◆ EXTRACT TO READ

Commonwealth Fusion Systems plans to use the money to complete its Sparc fusion demonstration machine and begin work on developing a power plant in Virginia. The group secured a deal in June to supply 200 megawatts of electricity to technology giant Google.

The Google deal was one of only a handful of such commercial agreements in the sector and placed CFS at the forefront of fusion companies trying to perfect the technology and develop a commercially viable machine.

CFS has raised almost $3bn since it was spun out of the Massachusetts Institute of Technology in 2018, drawing investors amid heightened interest in nuclear to meet surging energy demand from artificial intelligence.

“Investors recognise that CFS is making fusion power a reality. They see that we are executing and delivering on our objectives,” said Bob Mumgaard, chief executive and co-founder of CFS. 

New investors in CFS’s latest funding round, which raised $863mn, include NVentures, Nvidia’s venture capital arm, Morgan Stanley’s Counterpoint Global and a consortium of 12 Japanese companies led by Mitsui & Co.

Nuclear fusion seeks to produce clean energy by combining atoms in a manner that releases a significant amount of energy. In contrast, fission — the process used in conventional nuclear power — splits heavy atoms such as uranium into smaller atoms, releasing heat.

CFS is also planning to build the world’s first large-scale fusion power plant in Virginia, which is home to the largest concentration of data centres in the world.

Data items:
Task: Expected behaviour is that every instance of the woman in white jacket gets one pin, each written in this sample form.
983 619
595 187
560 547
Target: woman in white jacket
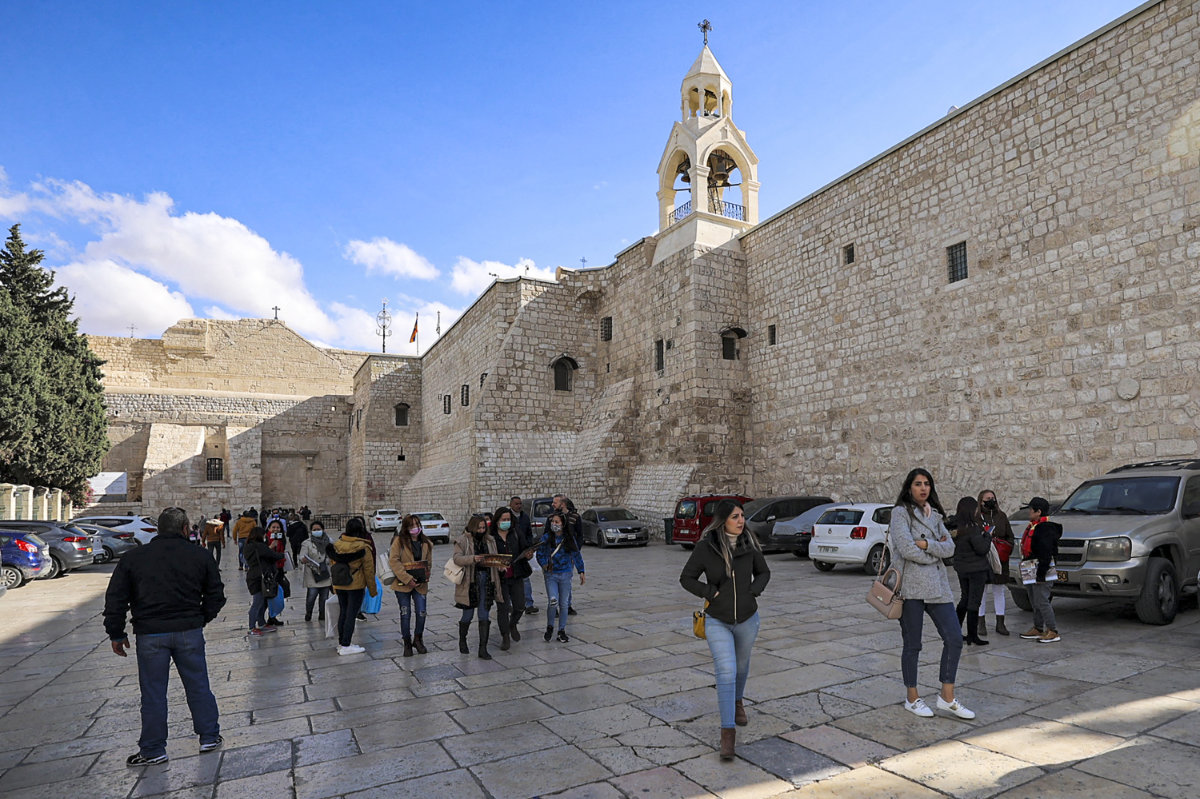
918 540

◆ TASKS TO PERFORM
1. Answer these questions using the fusion article:
(a) How many megawatts of electricity did CFS agree to supply to Google?
(b) In what year was CFS spun out of the Massachusetts Institute of Technology?
(c) How much did CFS's latest funding round raise?
2. Please extend the fusion article, picking up right after its final sentence.
The material has no role here.

◆ RESPONSES TO THE TASKS
1.
(a) 200 megawatts
(b) 2018
(c) $863mn

2.
BloombergNEF estimates that US data centre power demand will more than double to 78GW by 2035, from about 35GW last year, and nuclear energy start-ups already have raised more than $3bn in 2025, a 400 per cent increase on 2024 levels.

But experts have warned that addressing the technological challenges to the development of fusion would be expensive, putting into question the viability of the technology.

No group has yet been able to produce more energy from a fusion reaction than the system itself consumes despite decades of experimentation.

“Fusion is radically difficult compared to fission,” said Mark Nelson, managing director of the consultancy Radiant Energy Group, pointing to the incredibly high temperatures and pressures required to combine atoms.

“The hard part is not making fusion reactors. Every step forward towards what may be a dead end economically, looks like something that justifies another billion or a Nobel Prize.